## Task instructions
Arrange every one of the entries below as a numbered list, leaving out any blank lines.

Entries for pointing at named objects

>> Start

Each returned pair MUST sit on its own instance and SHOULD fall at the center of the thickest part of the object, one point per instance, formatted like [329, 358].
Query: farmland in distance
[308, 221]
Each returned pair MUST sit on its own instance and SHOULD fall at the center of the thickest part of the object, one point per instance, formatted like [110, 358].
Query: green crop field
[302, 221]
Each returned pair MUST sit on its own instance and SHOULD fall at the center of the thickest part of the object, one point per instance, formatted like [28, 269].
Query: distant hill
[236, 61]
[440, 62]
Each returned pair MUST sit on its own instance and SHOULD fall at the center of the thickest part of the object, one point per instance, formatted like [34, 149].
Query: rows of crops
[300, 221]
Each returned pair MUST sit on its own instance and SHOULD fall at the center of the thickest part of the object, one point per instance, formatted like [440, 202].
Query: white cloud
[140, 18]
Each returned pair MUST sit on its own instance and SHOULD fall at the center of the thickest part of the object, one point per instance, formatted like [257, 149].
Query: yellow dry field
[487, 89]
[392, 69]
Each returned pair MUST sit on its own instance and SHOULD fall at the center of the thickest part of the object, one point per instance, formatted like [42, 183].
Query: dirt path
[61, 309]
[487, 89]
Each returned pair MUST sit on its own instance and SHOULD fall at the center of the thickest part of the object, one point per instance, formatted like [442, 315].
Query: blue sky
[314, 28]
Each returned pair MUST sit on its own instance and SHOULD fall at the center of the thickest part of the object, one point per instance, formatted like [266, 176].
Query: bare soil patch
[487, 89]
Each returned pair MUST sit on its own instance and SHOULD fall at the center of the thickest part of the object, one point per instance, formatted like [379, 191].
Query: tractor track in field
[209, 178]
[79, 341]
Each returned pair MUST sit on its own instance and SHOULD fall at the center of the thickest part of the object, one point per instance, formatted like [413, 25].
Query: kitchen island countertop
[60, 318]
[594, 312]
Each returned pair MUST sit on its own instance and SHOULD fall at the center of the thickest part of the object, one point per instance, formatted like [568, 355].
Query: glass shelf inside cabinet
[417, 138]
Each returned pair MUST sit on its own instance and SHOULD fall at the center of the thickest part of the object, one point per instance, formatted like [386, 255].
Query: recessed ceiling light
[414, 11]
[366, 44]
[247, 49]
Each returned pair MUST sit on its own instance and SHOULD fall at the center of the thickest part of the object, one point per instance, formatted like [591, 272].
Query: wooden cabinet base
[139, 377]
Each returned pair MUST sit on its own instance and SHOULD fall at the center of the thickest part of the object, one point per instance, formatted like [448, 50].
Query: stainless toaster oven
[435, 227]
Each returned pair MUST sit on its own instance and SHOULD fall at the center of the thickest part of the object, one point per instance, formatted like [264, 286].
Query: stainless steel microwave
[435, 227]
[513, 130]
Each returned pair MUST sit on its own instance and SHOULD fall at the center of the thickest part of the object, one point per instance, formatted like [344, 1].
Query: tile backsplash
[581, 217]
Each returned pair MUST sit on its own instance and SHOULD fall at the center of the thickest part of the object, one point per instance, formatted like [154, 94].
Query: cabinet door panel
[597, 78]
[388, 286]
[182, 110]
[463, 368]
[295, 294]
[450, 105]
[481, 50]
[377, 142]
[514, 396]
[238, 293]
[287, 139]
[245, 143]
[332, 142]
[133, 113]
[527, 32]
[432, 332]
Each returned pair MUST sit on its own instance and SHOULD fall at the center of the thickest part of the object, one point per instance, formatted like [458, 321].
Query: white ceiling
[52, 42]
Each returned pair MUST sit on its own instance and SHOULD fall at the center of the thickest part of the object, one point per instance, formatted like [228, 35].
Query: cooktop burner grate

>> End

## Problem solution
1. Each returned pair MUST sit on its own instance and SHOULD fall at the center of the thickest part of the object, one point per instance, formatted like [329, 358].
2. Query: farmland in distance
3. [308, 221]
4. Each returned pair MUST sit on its own instance and SHOULD fall at the center of the thickest part of the object, one point per instance, formatted like [110, 358].
5. Query: green crop field
6. [302, 221]
7. Each returned pair MUST sit on its own instance and SHOULD fall at the center of the thickest part of the object, one point per instance, formatted like [28, 269].
8. Query: distant hill
9. [236, 61]
10. [440, 62]
11. Each returned pair MUST sit on its own instance and SHOULD fall at the center of the thickest part of the object, one point per instance, formatted like [34, 149].
12. Query: rows of crops
13. [300, 221]
14. Each returned pair MUST sit on its own instance and SHOULD fall at the center of the thickest part of the object, one point per instance, formatted like [440, 202].
15. Query: white cloud
16. [140, 18]
17. Each returned pair MUST sit on its own instance and SHOULD fall at the center of the thickest part of the object, one point per instance, formatted like [257, 149].
18. Query: yellow dry field
19. [487, 89]
20. [392, 69]
21. Each returned pair MUST sit on its own instance and SHOULD fall at the center of the thickest part of the object, one point per instance, formatted like [42, 183].
22. Query: dirt path
23. [61, 309]
24. [487, 89]
25. Each returned pair MUST sit on its own instance and SHOULD fall at the center of the thickest part of the object, one point per instance, formatted like [442, 315].
26. Query: blue sky
27. [314, 28]
28. Each returned pair MUST sit on its own instance and SHOULD fall at the center of the thickest part of the object, one point per instance, formatted like [266, 176].
29. Query: bare soil patch
30. [487, 89]
31. Each returned pair MUST sit on its own instance and SHOULD fall at the center of the thickest part of the object, one point per instance, formatted like [379, 191].
32. Query: tractor track in field
33. [209, 178]
34. [79, 341]
35. Each returned pair MUST sit on its own instance and SHOULD fall at the center of the thickest part of the object, one point per instance, formatted like [413, 25].
36. Query: kitchen island countertop
37. [60, 318]
38. [594, 312]
39. Each returned pair MUST sit on its own instance and SHOULD fall at the center of the thickest part of the object, one point per instance, formatted like [568, 355].
40. Query: glass shelf inside cabinet
41. [417, 138]
42. Each returned pair MUST sit on its own instance and SHOULD fall at the center of the thickest part of the object, one point per instance, formatted like [386, 255].
43. Query: recessed ceiling light
44. [414, 11]
45. [366, 44]
46. [247, 49]
47. Each returned pair MUST sit on its own instance and SHOULD fall at the center of the thickest part of the object, one point per instance, formatted like [591, 272].
48. Query: wooden cabinet base
49. [139, 377]
50. Each returned pair MUST sit on its own instance and SHOULD fall at the center of the thickest part of the object, one point per instance, formatted like [448, 50].
51. Query: stainless toaster oven
52. [435, 227]
53. Each returned pair MUST sit on its own instance and SHOULD fall at the center of the thickest part of the object, one point per instance, formatted like [264, 286].
54. Query: stainless steel microwave
55. [435, 227]
56. [513, 130]
57. Each returned pair MUST sit on its own instance and SHOULD fall at the center of the thickest part of the object, one point per instance, formatted like [344, 1].
58. Query: tile backsplash
59. [581, 217]
60. Each returned pair MUST sit on its own instance and SHOULD fall at the center of the thickest part of the object, one point per instance, formatted like [154, 94].
61. Query: cabinet door panel
62. [597, 78]
63. [388, 286]
64. [182, 110]
65. [463, 368]
66. [295, 294]
67. [450, 105]
68. [481, 50]
69. [377, 142]
70. [514, 396]
71. [238, 293]
72. [287, 139]
73. [245, 143]
74. [332, 142]
75. [133, 113]
76. [527, 32]
77. [432, 332]
78. Each returned pair MUST sit on its own instance and SHOULD fall at the center of the thickest part of the object, one point per instance, formatted like [458, 321].
79. Query: white ceiling
80. [52, 42]
81. Each returned pair MUST sit on its own instance and SHOULD fall at the center of the thickest part of the object, one point per instance, formatted like [228, 35].
82. Query: cooktop burner grate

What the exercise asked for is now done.